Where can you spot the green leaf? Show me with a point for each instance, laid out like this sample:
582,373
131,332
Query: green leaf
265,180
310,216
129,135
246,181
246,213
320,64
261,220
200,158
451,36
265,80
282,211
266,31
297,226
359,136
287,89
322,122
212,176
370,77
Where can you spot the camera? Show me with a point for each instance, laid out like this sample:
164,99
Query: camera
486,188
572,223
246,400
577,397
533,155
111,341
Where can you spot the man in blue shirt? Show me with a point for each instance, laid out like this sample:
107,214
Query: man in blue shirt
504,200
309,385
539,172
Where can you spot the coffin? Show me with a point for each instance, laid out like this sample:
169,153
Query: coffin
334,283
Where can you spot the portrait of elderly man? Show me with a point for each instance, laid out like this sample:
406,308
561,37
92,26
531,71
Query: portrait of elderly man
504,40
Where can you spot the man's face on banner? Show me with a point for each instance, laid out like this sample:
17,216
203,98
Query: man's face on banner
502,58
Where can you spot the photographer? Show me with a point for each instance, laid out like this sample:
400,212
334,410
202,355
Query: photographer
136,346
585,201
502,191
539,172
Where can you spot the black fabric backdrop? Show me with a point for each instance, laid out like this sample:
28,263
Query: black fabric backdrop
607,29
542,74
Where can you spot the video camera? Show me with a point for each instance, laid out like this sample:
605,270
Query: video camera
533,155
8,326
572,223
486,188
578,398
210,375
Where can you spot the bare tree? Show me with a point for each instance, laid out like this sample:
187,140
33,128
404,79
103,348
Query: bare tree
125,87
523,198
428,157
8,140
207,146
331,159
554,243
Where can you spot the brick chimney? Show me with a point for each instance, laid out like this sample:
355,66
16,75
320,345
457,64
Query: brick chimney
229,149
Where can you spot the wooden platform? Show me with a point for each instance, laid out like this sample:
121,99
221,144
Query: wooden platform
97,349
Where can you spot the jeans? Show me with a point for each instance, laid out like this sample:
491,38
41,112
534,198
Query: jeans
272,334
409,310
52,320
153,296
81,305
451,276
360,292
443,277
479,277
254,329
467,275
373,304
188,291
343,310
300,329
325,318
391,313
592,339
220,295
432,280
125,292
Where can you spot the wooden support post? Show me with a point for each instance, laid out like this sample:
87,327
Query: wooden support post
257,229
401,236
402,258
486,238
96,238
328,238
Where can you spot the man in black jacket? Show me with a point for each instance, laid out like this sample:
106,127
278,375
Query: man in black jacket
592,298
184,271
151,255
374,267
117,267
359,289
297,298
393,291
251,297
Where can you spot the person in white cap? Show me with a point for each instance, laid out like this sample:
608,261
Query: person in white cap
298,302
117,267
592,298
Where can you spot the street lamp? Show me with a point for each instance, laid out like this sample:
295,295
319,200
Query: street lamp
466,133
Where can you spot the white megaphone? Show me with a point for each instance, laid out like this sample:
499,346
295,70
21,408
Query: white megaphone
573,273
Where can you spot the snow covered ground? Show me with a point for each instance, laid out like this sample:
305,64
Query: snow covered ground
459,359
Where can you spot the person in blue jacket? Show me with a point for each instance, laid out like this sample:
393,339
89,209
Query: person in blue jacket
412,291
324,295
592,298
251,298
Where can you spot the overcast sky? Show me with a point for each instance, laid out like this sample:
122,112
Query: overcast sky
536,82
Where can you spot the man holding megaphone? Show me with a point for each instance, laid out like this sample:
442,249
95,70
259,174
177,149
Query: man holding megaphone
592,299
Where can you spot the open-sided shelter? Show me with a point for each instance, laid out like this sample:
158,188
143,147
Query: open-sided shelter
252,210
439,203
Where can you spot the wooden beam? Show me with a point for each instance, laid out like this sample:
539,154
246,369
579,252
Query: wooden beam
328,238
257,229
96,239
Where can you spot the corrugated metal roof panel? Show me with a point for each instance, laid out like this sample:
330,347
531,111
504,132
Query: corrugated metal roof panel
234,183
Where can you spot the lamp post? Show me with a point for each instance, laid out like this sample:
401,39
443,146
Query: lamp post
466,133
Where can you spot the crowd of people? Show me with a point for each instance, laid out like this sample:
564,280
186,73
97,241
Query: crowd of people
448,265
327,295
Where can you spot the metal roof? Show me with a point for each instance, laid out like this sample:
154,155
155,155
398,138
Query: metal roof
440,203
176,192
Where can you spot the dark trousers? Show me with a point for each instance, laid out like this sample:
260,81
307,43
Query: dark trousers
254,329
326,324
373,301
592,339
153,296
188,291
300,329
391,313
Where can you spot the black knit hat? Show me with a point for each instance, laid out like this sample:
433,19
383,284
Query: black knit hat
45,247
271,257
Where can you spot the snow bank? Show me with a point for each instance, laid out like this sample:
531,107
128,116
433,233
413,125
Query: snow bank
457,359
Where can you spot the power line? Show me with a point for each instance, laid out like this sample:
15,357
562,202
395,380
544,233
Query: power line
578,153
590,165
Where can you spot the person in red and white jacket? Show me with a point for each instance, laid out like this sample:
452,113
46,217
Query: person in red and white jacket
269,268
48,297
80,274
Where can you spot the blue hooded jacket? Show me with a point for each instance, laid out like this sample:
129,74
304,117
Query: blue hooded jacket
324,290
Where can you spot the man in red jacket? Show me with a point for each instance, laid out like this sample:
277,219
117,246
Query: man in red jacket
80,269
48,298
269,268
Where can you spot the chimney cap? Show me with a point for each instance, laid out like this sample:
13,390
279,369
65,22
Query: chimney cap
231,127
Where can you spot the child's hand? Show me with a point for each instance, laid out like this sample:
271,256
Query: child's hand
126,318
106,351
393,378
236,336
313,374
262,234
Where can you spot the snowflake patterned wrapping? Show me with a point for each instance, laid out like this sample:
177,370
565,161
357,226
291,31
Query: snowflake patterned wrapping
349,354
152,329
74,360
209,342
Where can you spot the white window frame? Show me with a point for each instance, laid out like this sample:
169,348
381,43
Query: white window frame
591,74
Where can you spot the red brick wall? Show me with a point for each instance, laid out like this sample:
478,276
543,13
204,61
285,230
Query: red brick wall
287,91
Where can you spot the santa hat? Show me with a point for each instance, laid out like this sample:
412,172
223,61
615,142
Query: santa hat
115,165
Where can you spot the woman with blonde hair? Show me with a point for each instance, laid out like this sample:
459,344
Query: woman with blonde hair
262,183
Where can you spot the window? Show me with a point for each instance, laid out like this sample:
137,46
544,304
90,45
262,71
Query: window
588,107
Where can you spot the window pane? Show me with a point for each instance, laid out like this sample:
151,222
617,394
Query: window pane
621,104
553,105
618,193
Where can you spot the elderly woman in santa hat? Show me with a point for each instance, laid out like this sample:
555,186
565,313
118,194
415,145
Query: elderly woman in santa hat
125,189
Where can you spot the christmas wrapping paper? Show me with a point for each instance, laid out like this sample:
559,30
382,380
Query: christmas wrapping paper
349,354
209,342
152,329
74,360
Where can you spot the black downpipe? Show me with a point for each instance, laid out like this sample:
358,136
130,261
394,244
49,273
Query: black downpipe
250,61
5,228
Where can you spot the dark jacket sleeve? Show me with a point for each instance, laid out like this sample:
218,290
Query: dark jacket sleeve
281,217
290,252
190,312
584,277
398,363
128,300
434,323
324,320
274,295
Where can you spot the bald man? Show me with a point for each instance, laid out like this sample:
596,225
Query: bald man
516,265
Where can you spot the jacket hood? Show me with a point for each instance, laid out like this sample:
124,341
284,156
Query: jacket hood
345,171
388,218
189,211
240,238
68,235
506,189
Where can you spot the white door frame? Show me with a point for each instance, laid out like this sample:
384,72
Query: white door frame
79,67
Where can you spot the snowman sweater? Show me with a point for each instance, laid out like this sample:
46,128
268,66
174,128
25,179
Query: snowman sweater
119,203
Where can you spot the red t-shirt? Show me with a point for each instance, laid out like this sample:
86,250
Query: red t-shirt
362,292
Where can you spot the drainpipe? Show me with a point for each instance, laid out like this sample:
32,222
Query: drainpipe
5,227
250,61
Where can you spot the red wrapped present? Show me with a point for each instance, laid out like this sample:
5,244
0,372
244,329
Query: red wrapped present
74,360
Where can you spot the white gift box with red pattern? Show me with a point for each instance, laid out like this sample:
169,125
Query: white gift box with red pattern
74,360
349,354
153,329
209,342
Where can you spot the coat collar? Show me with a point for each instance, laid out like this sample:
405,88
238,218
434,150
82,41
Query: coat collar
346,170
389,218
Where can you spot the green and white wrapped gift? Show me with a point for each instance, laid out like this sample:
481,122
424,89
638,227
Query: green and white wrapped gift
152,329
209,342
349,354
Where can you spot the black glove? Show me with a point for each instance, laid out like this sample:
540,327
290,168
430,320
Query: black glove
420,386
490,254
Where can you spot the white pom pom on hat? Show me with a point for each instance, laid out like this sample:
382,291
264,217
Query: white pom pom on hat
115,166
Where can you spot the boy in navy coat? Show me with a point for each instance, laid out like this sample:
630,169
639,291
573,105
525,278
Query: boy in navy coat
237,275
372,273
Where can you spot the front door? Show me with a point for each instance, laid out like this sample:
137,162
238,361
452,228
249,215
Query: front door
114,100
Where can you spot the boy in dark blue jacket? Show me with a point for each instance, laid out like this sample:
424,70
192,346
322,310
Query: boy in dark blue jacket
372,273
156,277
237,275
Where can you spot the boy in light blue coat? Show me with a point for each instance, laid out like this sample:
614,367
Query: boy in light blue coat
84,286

_Assignment:_ Write down exactly the span of lines above from the one containing "Query: white window frame" to the one containing "Where can you spot the santa", both ends included.

_Answer:_
Query: white window frame
591,74
Where can you spot the red brick wall? Show me with a point for each instance, laid out like this sample:
478,276
543,13
204,61
285,230
Query: red brick wall
287,91
Where can you spot the santa hat? Show me with a point for each instance, laid out like this sample:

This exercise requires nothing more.